┌──

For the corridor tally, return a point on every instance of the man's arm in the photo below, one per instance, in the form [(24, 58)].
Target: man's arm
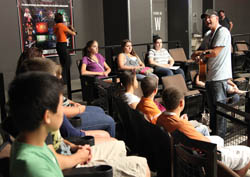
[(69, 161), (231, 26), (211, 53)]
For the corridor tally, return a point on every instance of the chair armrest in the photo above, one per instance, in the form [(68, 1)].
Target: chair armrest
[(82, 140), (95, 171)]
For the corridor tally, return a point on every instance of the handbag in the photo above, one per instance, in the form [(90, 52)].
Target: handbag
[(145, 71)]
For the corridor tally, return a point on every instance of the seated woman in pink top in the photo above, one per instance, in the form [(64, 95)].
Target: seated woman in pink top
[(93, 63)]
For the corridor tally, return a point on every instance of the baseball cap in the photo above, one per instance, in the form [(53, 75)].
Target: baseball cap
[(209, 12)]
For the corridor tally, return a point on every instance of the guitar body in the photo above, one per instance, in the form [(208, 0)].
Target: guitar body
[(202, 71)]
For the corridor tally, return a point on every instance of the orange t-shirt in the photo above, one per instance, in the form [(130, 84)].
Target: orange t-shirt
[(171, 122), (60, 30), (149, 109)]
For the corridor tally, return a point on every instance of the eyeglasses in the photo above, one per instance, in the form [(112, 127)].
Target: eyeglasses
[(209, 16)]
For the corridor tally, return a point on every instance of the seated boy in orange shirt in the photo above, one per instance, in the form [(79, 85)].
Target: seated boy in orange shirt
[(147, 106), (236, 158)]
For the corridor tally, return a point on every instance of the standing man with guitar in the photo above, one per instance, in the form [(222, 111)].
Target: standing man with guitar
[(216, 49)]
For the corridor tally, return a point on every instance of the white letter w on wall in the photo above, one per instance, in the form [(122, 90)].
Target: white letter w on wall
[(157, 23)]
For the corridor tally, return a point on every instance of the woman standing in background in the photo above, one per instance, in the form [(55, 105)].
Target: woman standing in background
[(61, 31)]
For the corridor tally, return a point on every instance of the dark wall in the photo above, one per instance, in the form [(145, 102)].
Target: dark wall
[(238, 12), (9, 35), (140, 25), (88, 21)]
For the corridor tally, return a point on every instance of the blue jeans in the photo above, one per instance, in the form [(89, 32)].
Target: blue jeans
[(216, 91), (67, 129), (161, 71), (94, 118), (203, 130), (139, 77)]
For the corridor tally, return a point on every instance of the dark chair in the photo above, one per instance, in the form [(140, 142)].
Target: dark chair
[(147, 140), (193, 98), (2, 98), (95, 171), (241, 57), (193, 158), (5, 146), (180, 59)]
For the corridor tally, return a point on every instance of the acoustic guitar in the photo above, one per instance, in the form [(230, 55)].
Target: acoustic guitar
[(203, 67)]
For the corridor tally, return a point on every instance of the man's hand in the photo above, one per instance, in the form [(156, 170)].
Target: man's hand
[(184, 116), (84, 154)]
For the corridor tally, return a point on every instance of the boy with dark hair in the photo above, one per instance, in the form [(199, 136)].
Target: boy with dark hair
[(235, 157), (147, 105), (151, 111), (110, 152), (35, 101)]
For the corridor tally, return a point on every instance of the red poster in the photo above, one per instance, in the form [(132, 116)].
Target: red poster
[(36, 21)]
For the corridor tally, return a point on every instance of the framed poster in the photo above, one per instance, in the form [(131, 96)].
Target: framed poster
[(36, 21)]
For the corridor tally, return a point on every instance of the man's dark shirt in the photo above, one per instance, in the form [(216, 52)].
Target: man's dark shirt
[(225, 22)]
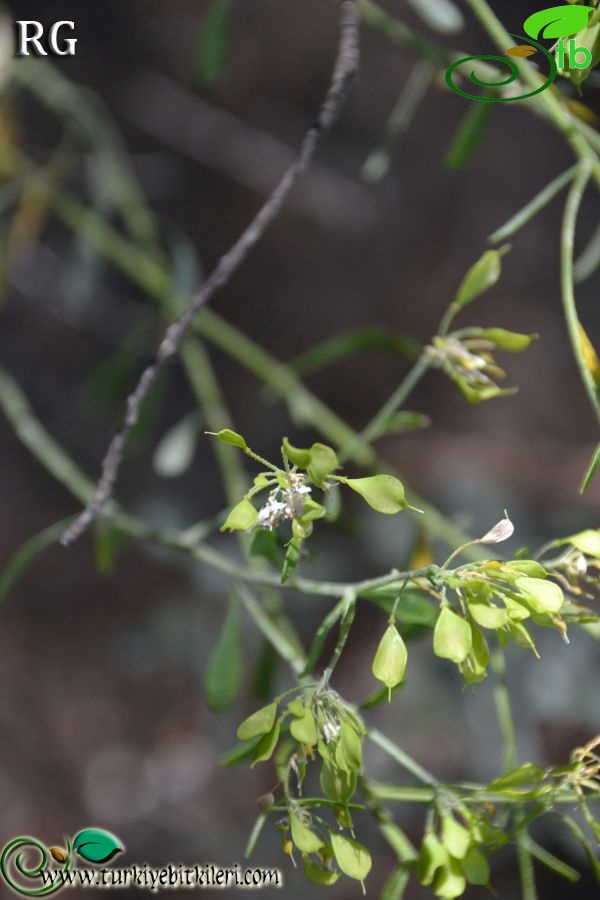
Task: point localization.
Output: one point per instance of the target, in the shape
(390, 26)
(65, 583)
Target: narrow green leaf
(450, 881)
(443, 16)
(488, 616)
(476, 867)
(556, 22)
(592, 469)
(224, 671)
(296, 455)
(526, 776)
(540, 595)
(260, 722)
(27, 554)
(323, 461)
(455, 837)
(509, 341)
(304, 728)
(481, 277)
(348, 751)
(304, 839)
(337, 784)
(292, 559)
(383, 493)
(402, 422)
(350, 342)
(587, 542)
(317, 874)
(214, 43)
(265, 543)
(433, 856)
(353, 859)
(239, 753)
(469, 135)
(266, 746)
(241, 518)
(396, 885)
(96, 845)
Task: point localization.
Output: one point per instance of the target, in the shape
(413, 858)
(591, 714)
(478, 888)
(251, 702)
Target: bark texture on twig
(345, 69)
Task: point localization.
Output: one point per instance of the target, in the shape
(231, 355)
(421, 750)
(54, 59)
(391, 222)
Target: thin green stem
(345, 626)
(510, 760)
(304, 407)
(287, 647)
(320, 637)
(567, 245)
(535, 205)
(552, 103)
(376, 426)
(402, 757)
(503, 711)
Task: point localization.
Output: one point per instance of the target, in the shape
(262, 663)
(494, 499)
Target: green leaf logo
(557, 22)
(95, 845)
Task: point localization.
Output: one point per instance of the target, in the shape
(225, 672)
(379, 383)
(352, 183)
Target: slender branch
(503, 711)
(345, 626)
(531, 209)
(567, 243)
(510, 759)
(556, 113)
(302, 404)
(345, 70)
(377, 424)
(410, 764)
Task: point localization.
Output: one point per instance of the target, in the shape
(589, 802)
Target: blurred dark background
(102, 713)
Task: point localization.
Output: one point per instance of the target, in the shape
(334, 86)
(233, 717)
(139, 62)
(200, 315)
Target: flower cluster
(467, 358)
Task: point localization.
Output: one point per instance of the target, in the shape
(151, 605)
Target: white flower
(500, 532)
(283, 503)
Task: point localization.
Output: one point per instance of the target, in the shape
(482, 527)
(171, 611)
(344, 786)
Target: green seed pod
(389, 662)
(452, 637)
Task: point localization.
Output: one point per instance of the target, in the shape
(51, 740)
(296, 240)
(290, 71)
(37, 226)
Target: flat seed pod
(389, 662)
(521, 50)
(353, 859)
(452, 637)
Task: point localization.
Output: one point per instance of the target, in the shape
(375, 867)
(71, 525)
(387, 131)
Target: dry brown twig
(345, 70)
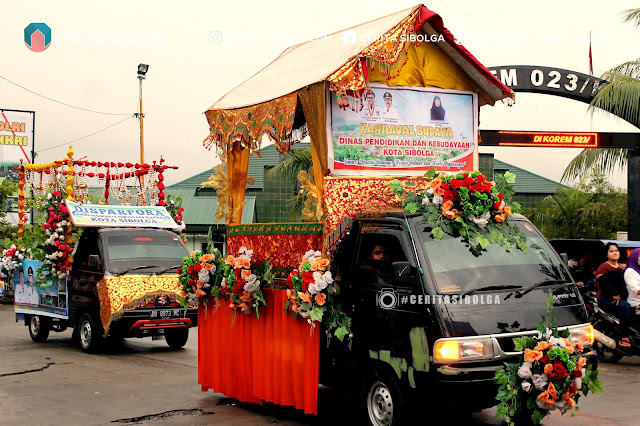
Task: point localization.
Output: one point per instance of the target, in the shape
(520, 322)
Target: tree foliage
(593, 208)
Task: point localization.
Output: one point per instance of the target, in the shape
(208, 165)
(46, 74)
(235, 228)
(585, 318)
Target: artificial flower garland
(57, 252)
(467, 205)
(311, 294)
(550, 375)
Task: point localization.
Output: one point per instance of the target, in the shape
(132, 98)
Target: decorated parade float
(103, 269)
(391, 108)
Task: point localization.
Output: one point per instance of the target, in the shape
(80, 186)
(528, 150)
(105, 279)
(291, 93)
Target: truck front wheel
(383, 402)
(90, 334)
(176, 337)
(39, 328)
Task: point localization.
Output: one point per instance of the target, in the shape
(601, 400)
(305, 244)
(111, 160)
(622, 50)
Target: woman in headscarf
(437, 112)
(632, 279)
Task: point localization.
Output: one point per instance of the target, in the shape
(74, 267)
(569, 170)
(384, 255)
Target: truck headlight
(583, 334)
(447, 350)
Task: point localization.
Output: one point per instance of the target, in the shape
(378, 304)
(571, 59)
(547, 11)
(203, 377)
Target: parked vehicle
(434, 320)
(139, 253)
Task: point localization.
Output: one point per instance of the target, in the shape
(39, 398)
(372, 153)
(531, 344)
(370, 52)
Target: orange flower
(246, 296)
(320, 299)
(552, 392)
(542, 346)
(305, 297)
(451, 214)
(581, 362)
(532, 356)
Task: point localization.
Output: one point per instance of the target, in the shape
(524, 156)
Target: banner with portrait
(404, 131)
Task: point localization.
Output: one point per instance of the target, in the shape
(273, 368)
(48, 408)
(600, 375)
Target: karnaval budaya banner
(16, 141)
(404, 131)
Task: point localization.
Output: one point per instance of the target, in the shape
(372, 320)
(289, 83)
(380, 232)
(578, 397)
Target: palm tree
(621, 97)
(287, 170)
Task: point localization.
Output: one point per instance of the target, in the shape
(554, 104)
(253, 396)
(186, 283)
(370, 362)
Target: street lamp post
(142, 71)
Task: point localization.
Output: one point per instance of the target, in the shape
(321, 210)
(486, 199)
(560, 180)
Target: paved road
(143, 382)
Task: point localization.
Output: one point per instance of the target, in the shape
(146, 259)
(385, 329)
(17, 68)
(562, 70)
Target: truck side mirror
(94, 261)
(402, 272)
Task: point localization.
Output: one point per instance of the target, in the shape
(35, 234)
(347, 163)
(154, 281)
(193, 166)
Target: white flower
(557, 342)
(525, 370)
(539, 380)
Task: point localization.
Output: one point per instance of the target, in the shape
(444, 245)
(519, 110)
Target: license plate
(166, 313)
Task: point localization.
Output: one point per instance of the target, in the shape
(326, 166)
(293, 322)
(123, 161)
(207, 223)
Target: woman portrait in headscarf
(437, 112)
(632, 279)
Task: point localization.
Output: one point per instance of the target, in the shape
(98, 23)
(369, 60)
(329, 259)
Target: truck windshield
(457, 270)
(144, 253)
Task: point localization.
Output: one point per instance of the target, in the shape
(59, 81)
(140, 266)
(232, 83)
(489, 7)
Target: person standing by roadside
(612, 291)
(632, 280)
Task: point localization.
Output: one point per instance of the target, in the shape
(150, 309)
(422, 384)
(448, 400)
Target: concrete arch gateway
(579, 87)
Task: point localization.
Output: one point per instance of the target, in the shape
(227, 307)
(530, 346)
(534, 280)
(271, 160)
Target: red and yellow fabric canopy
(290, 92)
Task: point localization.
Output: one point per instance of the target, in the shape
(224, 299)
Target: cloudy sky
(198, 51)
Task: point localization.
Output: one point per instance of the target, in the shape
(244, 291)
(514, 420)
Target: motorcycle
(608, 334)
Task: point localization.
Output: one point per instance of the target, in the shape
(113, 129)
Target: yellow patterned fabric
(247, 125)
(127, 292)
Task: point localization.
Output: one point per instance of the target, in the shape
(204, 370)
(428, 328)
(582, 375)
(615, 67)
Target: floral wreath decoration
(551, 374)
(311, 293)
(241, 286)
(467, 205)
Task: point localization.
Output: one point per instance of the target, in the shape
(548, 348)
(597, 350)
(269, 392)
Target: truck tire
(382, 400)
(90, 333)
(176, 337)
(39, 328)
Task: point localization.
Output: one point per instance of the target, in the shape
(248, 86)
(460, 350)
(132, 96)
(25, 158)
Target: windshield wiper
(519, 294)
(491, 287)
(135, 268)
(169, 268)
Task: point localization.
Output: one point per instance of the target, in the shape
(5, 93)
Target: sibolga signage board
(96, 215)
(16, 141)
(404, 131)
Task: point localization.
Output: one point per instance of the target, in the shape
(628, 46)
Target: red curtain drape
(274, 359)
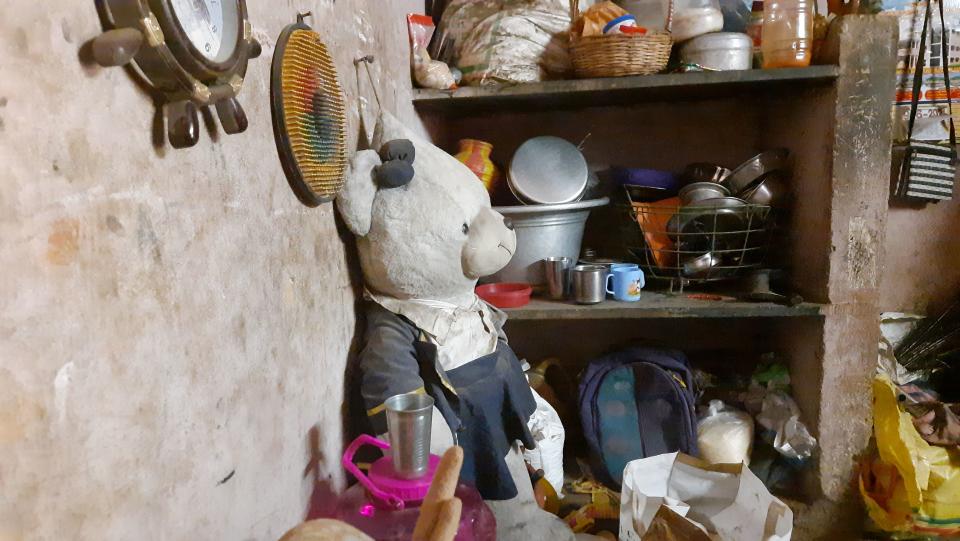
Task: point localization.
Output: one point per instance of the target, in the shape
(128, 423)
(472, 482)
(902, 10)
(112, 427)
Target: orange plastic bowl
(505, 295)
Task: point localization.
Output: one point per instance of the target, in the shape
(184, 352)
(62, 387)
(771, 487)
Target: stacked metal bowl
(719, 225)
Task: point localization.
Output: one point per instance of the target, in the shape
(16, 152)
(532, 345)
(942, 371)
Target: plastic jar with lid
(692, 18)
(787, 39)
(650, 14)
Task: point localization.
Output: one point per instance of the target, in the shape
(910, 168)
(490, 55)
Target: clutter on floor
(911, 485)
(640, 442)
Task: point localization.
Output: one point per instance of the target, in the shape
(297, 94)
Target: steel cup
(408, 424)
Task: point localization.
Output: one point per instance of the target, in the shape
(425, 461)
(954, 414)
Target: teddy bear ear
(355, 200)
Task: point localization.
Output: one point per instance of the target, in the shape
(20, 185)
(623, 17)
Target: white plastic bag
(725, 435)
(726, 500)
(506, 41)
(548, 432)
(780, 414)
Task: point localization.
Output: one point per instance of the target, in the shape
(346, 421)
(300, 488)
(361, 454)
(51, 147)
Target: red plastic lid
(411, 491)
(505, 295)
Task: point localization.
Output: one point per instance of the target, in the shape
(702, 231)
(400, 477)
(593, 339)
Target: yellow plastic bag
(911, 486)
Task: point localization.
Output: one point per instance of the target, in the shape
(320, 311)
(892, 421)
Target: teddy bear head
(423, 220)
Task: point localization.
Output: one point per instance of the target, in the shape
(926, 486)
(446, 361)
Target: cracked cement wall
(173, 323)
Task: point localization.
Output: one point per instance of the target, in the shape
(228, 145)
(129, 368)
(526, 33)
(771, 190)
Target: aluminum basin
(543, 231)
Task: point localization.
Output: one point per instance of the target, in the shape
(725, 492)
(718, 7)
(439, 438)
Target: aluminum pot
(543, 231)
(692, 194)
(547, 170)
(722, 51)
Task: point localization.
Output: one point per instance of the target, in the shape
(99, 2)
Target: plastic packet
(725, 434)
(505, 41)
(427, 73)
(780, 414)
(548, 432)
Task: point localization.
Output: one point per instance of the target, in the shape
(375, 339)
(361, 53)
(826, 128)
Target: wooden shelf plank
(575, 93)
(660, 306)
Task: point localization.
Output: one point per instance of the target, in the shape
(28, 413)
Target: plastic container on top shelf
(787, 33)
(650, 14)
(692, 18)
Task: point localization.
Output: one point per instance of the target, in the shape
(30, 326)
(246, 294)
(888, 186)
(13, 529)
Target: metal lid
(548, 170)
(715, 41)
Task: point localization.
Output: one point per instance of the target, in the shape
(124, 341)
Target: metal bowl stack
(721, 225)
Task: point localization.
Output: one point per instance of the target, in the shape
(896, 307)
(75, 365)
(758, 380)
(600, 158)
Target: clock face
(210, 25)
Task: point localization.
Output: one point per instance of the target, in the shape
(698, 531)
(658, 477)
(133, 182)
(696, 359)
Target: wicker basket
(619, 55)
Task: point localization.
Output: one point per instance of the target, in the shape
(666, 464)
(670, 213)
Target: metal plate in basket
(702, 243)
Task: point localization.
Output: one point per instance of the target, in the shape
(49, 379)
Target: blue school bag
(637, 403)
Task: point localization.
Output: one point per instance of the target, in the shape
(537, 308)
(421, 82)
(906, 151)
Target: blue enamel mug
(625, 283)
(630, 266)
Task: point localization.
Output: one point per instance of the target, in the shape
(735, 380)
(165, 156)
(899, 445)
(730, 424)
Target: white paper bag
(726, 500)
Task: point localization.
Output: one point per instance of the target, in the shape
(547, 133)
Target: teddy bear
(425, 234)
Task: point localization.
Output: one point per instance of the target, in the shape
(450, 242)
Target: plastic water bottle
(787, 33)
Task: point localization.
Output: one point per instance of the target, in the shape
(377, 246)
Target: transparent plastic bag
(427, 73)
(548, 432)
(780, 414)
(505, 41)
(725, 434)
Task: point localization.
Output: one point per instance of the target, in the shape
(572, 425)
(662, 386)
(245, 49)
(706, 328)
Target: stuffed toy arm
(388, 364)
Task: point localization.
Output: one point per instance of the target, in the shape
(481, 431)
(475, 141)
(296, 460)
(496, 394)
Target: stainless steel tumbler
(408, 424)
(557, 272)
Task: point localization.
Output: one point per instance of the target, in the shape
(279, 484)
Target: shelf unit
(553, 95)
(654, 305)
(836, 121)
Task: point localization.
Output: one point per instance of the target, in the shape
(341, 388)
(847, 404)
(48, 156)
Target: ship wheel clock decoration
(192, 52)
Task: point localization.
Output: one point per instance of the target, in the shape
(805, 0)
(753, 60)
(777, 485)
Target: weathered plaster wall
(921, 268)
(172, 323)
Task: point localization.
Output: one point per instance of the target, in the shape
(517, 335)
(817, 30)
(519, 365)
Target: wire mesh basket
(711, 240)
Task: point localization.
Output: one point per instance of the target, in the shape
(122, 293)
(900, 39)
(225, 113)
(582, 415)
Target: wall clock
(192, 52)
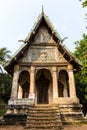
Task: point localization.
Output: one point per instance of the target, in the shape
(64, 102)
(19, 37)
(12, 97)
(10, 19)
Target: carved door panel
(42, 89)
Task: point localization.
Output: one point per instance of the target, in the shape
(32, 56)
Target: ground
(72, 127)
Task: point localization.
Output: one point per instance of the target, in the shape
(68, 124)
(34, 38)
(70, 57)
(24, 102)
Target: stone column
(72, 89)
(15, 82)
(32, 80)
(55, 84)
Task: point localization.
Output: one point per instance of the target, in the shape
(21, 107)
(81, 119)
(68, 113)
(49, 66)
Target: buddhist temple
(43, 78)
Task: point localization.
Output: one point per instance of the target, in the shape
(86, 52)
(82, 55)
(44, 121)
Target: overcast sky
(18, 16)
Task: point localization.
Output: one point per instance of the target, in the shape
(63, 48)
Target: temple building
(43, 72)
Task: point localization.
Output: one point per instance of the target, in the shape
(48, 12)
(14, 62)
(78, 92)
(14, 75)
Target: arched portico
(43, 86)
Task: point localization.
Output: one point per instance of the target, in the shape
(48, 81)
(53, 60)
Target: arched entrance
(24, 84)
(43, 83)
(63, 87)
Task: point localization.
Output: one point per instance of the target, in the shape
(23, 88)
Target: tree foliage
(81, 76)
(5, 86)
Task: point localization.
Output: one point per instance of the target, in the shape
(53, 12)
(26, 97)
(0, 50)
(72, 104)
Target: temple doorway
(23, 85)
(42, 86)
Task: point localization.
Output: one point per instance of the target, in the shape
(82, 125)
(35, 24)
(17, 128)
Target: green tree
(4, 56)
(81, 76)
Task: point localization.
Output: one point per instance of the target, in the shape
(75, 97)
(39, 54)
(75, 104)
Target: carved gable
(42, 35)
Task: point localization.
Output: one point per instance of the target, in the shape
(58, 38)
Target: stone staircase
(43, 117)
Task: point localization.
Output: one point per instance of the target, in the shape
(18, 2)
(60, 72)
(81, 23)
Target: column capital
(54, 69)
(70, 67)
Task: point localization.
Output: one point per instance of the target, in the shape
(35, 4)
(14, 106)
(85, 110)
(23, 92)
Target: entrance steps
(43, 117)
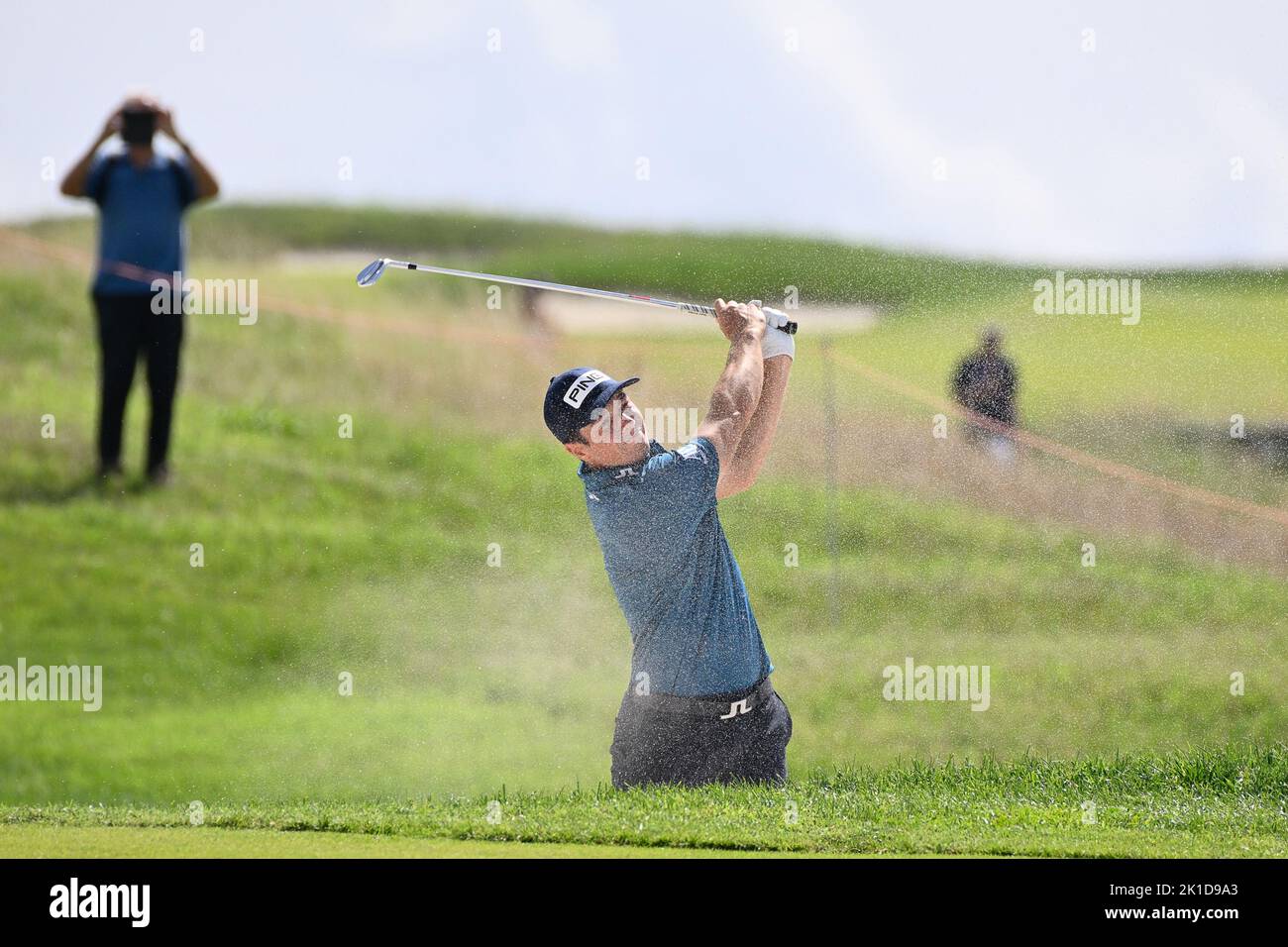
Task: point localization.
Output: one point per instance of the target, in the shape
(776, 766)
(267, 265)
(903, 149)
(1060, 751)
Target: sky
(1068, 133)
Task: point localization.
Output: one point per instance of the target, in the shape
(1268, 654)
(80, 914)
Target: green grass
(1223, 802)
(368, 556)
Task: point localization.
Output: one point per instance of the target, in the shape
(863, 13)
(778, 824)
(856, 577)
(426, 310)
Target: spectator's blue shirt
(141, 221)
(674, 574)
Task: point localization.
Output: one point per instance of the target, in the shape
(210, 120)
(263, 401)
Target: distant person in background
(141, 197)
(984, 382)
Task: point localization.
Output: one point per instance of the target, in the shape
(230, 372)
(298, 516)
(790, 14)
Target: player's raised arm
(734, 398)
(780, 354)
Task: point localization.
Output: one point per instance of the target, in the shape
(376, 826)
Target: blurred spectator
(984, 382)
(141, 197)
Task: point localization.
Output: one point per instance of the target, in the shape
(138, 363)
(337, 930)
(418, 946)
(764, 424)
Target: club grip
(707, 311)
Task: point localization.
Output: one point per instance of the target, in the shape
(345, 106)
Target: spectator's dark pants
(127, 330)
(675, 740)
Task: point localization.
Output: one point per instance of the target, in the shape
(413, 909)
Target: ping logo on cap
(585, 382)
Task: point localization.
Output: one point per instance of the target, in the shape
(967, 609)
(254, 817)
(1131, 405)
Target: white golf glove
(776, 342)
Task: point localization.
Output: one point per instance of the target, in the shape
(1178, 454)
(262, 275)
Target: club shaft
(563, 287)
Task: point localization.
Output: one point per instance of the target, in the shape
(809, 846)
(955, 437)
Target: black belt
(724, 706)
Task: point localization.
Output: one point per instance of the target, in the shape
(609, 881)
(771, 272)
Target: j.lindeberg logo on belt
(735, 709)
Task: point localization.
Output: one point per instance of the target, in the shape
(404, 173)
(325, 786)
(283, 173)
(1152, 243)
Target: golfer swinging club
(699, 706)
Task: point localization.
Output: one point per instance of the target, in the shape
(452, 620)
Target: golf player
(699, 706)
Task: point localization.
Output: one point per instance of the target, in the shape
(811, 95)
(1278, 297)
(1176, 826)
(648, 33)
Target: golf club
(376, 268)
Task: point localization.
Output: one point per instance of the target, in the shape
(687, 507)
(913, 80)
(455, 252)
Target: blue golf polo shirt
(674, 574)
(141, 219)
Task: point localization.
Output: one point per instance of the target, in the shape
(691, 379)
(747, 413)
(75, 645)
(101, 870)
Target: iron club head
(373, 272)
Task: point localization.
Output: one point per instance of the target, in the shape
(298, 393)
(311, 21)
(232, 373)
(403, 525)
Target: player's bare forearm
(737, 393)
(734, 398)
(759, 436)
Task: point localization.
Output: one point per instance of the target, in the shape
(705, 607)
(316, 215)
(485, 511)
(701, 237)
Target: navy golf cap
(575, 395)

└──

*Your goal*: Exactly as written, restate the lines above from the opening line through the one holding "form [(130, 84)].", omitting the pictures.

*Written answer*:
For the corridor tally, return a point on every instance of the man's arm in the photo below, one per instance, in the form [(24, 58)].
Target: man's arm
[(69, 161), (231, 26), (211, 53)]
For the corridor tally, return a point on every instance of the chair armrest in the photo above, one per instance, in the form [(68, 1)].
Target: chair armrest
[(82, 140), (95, 171)]
For the corridor tally, return a point on every instance of the handbag in the photo above, one per instance, in the form [(90, 52)].
Target: handbag
[(145, 71)]
For the corridor tally, return a point on every instance of the seated woman in pink top in the photo above, one per instance, in the form [(64, 95)].
Target: seated woman in pink top
[(93, 63)]
For the corridor tally, return a point on every instance of the baseball cap in the photo above, one per instance, in the form [(53, 75)].
Target: baseball cap
[(209, 12)]
For the corridor tally, return a point on every instance of the guitar body in the photo above, one per instance, in the form [(208, 0)].
Target: guitar body
[(202, 71)]
For the corridor tally, return a point on every instance of the orange t-shirt in the photo above, one per instance, in the form [(130, 84)].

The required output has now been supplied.